[begin Data shown]

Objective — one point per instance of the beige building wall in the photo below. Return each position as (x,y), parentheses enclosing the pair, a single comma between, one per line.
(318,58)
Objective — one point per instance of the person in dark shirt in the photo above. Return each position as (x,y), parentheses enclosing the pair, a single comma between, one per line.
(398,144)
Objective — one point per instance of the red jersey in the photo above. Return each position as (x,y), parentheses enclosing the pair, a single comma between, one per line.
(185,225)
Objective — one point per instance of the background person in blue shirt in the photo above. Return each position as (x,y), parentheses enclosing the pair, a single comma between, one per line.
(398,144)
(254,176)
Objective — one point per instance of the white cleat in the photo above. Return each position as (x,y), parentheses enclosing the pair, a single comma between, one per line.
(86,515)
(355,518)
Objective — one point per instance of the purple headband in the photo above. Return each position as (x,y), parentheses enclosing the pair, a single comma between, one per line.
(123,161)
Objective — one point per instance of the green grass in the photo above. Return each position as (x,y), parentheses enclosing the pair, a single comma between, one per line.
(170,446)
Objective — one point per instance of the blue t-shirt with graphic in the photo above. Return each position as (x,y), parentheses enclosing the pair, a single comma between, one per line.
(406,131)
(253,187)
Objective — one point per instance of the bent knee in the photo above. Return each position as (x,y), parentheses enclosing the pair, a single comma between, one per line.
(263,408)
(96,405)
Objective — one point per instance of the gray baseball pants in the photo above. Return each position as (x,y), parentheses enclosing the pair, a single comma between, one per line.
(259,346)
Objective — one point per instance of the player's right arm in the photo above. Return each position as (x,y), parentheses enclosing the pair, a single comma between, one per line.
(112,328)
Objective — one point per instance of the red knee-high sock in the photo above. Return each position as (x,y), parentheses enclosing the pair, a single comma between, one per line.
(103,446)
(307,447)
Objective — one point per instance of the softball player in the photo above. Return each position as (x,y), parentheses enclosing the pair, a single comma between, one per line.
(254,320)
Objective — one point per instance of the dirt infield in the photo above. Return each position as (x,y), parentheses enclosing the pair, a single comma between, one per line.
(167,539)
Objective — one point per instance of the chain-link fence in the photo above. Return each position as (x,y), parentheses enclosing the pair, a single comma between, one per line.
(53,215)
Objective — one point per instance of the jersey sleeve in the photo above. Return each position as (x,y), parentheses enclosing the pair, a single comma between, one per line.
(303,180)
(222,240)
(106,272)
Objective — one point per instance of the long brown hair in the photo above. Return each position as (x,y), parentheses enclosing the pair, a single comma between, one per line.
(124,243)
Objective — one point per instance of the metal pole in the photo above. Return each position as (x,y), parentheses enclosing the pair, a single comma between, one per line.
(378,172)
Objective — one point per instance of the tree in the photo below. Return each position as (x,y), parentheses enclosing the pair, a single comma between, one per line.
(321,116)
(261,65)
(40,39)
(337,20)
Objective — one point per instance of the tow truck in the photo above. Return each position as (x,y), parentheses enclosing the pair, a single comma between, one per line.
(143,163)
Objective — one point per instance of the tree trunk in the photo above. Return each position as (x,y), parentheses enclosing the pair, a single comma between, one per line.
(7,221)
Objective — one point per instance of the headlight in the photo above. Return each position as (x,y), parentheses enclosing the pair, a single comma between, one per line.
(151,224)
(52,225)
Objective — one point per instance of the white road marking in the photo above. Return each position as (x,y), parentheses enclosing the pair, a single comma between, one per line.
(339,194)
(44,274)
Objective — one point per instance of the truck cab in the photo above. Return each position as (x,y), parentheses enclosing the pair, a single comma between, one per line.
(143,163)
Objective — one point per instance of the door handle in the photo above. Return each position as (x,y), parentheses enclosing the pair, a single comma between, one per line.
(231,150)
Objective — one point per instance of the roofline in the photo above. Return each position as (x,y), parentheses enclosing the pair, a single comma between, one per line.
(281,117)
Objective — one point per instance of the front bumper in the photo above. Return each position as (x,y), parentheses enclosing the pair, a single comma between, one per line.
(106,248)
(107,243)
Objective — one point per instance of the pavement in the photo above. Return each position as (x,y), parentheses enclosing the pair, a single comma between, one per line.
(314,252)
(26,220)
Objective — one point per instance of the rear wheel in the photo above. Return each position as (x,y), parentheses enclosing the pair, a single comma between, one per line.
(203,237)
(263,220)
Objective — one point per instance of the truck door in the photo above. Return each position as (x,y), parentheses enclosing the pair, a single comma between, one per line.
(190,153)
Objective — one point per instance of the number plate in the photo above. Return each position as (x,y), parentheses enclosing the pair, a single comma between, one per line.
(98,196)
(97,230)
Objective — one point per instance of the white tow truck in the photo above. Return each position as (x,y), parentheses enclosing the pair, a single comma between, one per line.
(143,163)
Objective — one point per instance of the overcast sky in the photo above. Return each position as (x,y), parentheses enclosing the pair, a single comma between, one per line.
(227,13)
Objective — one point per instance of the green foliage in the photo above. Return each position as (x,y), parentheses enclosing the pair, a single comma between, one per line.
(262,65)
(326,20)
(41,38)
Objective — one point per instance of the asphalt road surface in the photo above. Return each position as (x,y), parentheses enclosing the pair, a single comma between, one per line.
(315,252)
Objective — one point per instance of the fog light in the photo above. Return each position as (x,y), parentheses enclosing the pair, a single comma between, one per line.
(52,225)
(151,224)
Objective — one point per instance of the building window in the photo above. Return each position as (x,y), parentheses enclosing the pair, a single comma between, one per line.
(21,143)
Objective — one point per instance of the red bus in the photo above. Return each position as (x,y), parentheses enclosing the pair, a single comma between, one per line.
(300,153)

[end Data shown]

• _Requirement_: Restate the data above word for word, please.

• _Answer to the exercise_:
Objective — one point per instance of the beige building wall in the photo below. Return each position as (x,y), parentheses enclosing the pair, a single comma between, one per line.
(318,58)
Objective — one point per instance of the person in dark shirt in the photo above. Return each position as (x,y), parentheses enclosing the pair, a single comma between, one per line.
(398,144)
Objective — one point per instance of the red jersey in the photo above. Return each position as (x,y), parentheses enclosing the pair, a single comma between, one per line.
(185,225)
Objective — one point per instance of the background person in blue shirt in the photo above. Return each position as (x,y), parentheses enclosing the pair, a single comma between, one per line.
(398,144)
(254,176)
Objective — one point per instance of the white cleat in the photo above. Return each position as (x,y), parentheses enclosing the pair, a single comma between, one per line.
(86,515)
(355,518)
Objective — one point per instance of the purple headband in the photo above. Return each position as (x,y), parentheses enclosing the pair, a single comma between, one per line.
(123,161)
Objective — one point per instance of the green grass in the photo above. Return each position as (x,y), parentheses enclosing the pair, a single comma between, one per line.
(170,446)
Objective — one point per instance of the blue t-shirt with graphic in the photo above. Return each position as (x,y), parentheses enclosing the pair, a single comma between, one per line.
(406,131)
(253,187)
Objective — one point per instance of the bent knee in the photo above. Return each position as (x,y), parentheses enclosing the pair, a single comma between, one per line.
(263,408)
(96,405)
Objective — one point per instance of the gray baseball pants in the photo above. Return each position as (x,y), parentheses enclosing the pair, a single comma between, one per line.
(259,346)
Objective — one point per instance of the player's right arm in the photo above. Return each position as (x,y), parentheses enclosing the pair, a single comma between, one per line.
(112,328)
Objective — one point per instance of the red knee-high sock in the photo above. Return each position as (x,y), parentheses enclosing the pair, a single comma between, one per line.
(103,446)
(307,447)
Objective — one point per instance of the softball player in the photo above. Return each position as (x,y), parentheses enclosing the pair, a single comma between, one per line.
(254,320)
Objective — one point per instance of the dirt infield in the photo above. Return each position as (x,y), parentheses enclosing the pair, a single comma between, one per line.
(167,539)
Objective — one point per instance of the chain-link fence in the photo above. Return each position as (x,y), parentheses enclosing the pair, a single comma between, one per line.
(53,215)
Objective — one point per instance of the jersey sleeve in the photo above. Return each position as (x,y), parentheses enclosing the pair, a single comma between, one per line.
(303,180)
(222,240)
(106,272)
Objective — one point per instance of the long brown hair in the photo above. Return each position as (x,y), parentheses enclosing the pair, a single comma between, one per line.
(124,243)
Objective — one point per instance of the metal pole in the photo above. Return each position as (x,y), parentheses enclosing the pair, a single comma between, one per line.
(378,172)
Objective — one point per instance of the tree in the photo below. Return each position as (x,y), parentheses enclosing the pair, a single comma between, one per line.
(321,116)
(261,65)
(40,39)
(337,20)
Objective — one point per instance of the tow truck in the photo above. Return each position as (x,y), parentheses enclosing the pair, a single comma between, one per line.
(143,163)
Objective — one point per instance of the tree trunk in the photo above. Return each position as (x,y), parentheses enclosing the pair, a single comma between, one per line.
(7,221)
Objective — one point per instance of the headlight in the photo above. Return each position as (x,y), parentheses enclosing the pair, a single comma between, one per line.
(151,224)
(52,225)
Objective — one point per instance of the white road marking in the photo above. Return each position as (x,y), parentheses enclosing the pair, a single comma between, one per line.
(339,194)
(44,274)
Objective — one point per instance of the truck cab in the photo above. Return each position as (x,y), parentheses enclosing the pair, a single comma between, one per line.
(143,163)
Objective — one point per instance of the door handle in the photo above. Return each position as (x,y), parentheses enclosing the pair, a single comma between, one per line.
(231,150)
Objective — one point per instance of the roofline in the photo above. Return each position as (x,y), parentheses enclosing the pair, a single comma between, one per line.
(281,117)
Objective — one point per instance of the front bumper in the photo above. Return each position as (x,y), parentheses enclosing the pair, a single comma between, one per line.
(106,248)
(107,243)
Objective — one point per instance of the pavement in the photo above. Return each position as (x,y), parentheses enclosing the pair, a single comma between, one per line.
(314,252)
(26,220)
Objective — one point per instance of the rear wheel in the photo above. Return each position as (x,y), parentheses enclosing the pair, a single comma between, one per line.
(203,237)
(263,220)
Objective — one point per instance of the truck door in the photo above. Return each position as (x,y), parentheses enclosing the pair, a single comma between, one per line.
(190,153)
Objective — one point per instance of the number plate in the photo above. Return each position as (x,y), parentheses enclosing the pair, a single comma between, one per line.
(98,196)
(97,230)
Objective — one point per instance of the white tow truck in the photo above. Return each position as (x,y), parentheses enclosing the pair, a single comma between, one per line.
(143,163)
Objective — one point per instance of the overcast sky in the photo above. Return each position as (x,y), parentheses enclosing the pair, a single comma between, one per line.
(227,13)
Objective — one point per instance of the green foliage in the photo above. Return each position as (x,y), parentheses enclosing the pair, a single comma between, one per line.
(262,65)
(326,20)
(41,38)
Objective — one point per instance of the asphalt road surface in the photo above. Return each position as (x,y), parentheses enclosing the pair, a single comma between, one per line.
(315,252)
Objective — one point per instance of the fog light in the photo above. Return each position as (x,y), parentheses enclosing the pair, a single comma between, one per line.
(52,225)
(151,224)
Objective — one point per instance of the building window in the photo above. Return each position as (x,y), parentheses enclosing the pair, a single comma between, one per line.
(21,143)
Objective — one point per instance of the red bus in the photo above. Return each position as (x,y), parentheses enclosing the pair, a single comma between, one per line.
(300,153)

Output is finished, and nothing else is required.